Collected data

☆ ☆ ☆ ☆

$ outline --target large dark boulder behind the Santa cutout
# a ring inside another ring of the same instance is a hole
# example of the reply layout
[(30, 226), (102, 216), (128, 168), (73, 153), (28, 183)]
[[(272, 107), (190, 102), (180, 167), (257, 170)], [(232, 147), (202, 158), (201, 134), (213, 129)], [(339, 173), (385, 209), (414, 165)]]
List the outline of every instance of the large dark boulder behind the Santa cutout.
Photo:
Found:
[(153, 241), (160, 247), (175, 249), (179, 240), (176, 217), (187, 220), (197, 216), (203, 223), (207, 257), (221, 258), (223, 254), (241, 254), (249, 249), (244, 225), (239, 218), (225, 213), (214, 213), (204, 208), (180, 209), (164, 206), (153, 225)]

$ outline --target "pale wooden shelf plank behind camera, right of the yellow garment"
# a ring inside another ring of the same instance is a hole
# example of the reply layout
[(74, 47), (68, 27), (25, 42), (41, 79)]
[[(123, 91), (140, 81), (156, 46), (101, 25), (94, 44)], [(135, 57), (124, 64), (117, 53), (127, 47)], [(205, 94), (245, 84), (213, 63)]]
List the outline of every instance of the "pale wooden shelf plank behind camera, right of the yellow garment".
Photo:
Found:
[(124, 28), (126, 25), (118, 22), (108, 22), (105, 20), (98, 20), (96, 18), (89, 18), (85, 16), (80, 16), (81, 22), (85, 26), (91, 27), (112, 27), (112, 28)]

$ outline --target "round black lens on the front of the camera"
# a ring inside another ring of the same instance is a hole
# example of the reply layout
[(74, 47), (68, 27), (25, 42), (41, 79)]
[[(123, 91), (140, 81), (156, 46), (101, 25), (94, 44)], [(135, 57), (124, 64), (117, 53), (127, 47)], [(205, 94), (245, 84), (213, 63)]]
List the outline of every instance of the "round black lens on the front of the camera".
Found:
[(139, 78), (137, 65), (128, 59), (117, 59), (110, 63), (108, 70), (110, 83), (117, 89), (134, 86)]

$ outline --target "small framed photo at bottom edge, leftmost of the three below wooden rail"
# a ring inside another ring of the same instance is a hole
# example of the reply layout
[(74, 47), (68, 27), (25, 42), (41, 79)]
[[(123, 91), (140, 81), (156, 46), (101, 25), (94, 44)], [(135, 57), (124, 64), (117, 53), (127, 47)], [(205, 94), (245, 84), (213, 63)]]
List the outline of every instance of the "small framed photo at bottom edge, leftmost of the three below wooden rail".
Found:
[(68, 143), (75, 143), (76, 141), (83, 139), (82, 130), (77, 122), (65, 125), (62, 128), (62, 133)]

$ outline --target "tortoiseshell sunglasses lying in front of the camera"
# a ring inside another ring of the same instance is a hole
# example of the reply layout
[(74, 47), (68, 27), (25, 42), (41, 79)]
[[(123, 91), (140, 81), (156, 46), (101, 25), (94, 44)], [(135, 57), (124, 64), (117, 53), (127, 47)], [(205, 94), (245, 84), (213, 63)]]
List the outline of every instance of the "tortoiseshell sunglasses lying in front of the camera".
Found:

☆ ☆ ☆ ☆

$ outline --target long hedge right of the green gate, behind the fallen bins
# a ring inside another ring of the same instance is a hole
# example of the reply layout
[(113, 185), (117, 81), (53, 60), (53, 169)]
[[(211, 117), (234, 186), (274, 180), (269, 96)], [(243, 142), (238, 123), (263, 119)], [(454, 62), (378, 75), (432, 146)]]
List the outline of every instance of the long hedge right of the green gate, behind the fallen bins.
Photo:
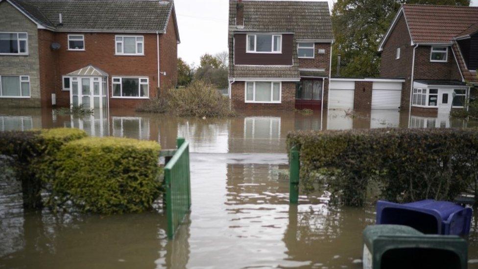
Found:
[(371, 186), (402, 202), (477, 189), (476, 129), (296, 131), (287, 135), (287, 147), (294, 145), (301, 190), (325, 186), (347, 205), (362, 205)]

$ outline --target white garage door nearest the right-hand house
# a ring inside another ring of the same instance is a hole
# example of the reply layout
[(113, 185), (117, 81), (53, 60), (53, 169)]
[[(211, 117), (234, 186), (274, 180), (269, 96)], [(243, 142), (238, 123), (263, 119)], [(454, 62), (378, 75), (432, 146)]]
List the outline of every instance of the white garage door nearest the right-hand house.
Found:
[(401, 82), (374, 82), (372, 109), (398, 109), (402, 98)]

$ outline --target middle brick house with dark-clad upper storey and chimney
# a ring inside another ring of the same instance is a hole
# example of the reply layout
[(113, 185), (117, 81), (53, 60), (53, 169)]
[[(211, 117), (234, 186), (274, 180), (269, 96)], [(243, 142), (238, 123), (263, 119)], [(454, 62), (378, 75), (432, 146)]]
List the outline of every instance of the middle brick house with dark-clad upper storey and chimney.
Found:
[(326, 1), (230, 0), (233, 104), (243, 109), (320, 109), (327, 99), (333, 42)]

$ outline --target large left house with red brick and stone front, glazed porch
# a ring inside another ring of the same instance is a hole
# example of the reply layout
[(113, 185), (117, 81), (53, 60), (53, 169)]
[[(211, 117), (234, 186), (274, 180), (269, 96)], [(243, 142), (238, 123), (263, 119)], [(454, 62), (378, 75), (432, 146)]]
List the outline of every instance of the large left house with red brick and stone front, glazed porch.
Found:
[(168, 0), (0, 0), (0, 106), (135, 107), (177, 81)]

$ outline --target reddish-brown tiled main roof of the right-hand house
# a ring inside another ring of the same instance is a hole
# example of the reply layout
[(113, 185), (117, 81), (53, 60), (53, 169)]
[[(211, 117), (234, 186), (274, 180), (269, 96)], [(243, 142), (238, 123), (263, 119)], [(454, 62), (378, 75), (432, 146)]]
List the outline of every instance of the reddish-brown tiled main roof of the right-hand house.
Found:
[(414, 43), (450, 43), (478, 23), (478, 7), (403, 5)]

☆ ☆ ☆ ☆

From the entries, copy every line in which the word "brown" occurs.

$ outline --target reddish-brown tiled main roof of the right-hand house
List the outline of every instance of the reddish-brown tiled main roof of the right-hand house.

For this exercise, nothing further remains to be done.